* _Document extract_:
Begin
In Fitzgerald’s view, higher education is often treated as a game, and those who play it correctly do so to secure a heightened position in society, not to secure a heightened education. However, postmodern society rejects the view that education is solely a means to an end, and instead, the current educational trend, as characterized by online education, is a correction to the exclusivism and pretention of modern educational institutions. The trend in online education is a postmodern solution to problems in a largely modern institution (of course universities started centuries ago), and is a starting point for a more pervasive ideological shift in higher education.

The postmodern movement involves a redefining of merit, with the end goal of ridding society of hierarchy and exclusion. Postmodernism is a reaction to modernism, which values clearly defined systems of merit. In the essay, “Postmodernism and Higher Education,” author Harland G. Boland states, “Higher education assumes that community is good, that some fundamental set of values, some basic accepted rules of conduct, and some sense of limits are good.” Further, Marilynne Robinson, in the essay “Imagination and Community,” claims that higher education is based around models of community. She states, “We choose our colleges, if we have a choice, in order to be formed by them and supported by them in identities we have or aspire to.” Further, she states that “if the graft takes, we consider ourselves ever after to be members of that community.” In this model, higher education is a method of branding, and a placement into a position in society.

However, the cost of higher education is rising, and institutions of higher education can no longer offer the credentials to ensure a middle-class job after graduation. Online education is a practical solution for both students and universities: universities are able to hire fewer professors, and students are granted access to educational tools at a lower cost. Massive Open Online Classes, or MOOCS, allow students to take classes from prestigious universities, possibly enabling low-income students to earn an elite education, regardless of their economic situation. Students of online universities are able to live at home and find employment, further lowering the financial burden of higher education. This will widen the demographic of those seeking higher education, embodying the desire of a postmodern society to eradicate exclusion.

This causes a fundamental shift in the definition of community at these institutions. Community can no longer be defined by shared location, or even shared experience. Rather, it’s defined by shared ideas. This may cause a redefinition of community outside institutions of higher education, since graduates are no longer graduating into a social strata defined by their educational institution.

This shift of focus to the community outside of the institutions themselves has caused a heightened attention to the quality and methods of educations. In the article, “Tech Mania Goes to College,” David L. Kirp states, “No one anticipated what may be the most consequential–and positive–impact of the new technology: professors are discussing how they teach, something that seldom happens at research universities like Berkeley.” Therefore, the consequence of this trend is not only a change in form, but also a change in substance. In the next several decades, this shift could cause a decrease in available teaching jobs, since fewer professors will be needed. However, this will cause a heightened caliber in the lectures and educational resources that are available, since only the most qualified candidates will be hired.

The shift in methods of education is a reflection of the shift in society. Like Fitzgerald’s character in This Side of Paradise, postmodern society has become cynical of the elite universities. There is a growing desire for education, solely for education’s sake. Online education offers this opportunity. Decades from now, a traditional 4-year college education may no longer be a requirement for job placement. Niche certificates and less traditional methods of job training may replace institutions of higher education, as the foremost method of placement into a career, and ultimately into placement in society. Online education opens the door for discussion on the best methods of higher education, and ultimately will spark an ideological shift in education policy.
End
* _Instructions to follow_: In the essay on online education, what does the abbreviation MOOCS stand for?

* _Given entries_:
Begin
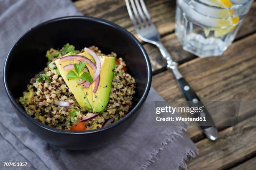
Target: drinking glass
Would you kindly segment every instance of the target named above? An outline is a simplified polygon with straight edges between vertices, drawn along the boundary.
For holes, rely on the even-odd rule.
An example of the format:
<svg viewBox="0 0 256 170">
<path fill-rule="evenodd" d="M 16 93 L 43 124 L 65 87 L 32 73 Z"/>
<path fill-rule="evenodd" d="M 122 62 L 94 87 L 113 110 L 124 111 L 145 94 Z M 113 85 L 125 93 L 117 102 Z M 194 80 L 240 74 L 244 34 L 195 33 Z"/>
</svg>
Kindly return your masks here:
<svg viewBox="0 0 256 170">
<path fill-rule="evenodd" d="M 253 0 L 177 0 L 175 34 L 200 57 L 219 56 L 236 37 Z"/>
</svg>

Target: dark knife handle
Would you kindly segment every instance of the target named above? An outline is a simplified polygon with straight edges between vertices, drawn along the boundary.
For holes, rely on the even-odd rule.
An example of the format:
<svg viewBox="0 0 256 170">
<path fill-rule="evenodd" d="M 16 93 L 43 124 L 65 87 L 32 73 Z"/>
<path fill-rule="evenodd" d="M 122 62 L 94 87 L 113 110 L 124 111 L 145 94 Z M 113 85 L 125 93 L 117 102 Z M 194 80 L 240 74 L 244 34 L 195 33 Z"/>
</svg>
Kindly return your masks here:
<svg viewBox="0 0 256 170">
<path fill-rule="evenodd" d="M 195 112 L 193 114 L 195 118 L 205 116 L 206 121 L 203 121 L 203 120 L 202 121 L 200 120 L 197 122 L 202 129 L 204 130 L 211 126 L 215 126 L 214 122 L 207 109 L 185 79 L 183 77 L 177 80 L 177 81 L 186 100 L 188 102 L 188 103 L 189 107 L 198 108 L 202 107 L 202 112 Z"/>
</svg>

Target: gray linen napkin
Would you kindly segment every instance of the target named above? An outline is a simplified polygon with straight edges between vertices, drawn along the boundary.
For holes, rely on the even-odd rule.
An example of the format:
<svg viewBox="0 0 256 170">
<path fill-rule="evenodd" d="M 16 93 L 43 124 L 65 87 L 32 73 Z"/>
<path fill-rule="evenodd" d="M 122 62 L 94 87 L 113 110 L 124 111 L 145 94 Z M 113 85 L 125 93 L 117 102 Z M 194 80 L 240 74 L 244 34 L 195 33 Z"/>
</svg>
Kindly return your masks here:
<svg viewBox="0 0 256 170">
<path fill-rule="evenodd" d="M 68 0 L 0 0 L 0 161 L 28 161 L 26 169 L 117 169 L 185 167 L 196 148 L 184 133 L 184 124 L 150 123 L 152 101 L 163 100 L 151 88 L 137 119 L 115 141 L 98 148 L 69 150 L 46 143 L 19 120 L 4 88 L 3 68 L 11 45 L 30 28 L 54 18 L 82 15 Z M 65 42 L 64 42 L 64 43 Z"/>
</svg>

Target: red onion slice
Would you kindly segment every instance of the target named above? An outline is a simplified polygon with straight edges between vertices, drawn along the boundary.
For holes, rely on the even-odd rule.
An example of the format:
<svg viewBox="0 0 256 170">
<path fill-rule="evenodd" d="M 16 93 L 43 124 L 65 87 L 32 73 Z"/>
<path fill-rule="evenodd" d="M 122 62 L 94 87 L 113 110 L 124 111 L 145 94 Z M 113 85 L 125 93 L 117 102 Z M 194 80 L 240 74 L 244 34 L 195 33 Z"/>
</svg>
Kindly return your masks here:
End
* _Written answer_: Massive Open Online Classes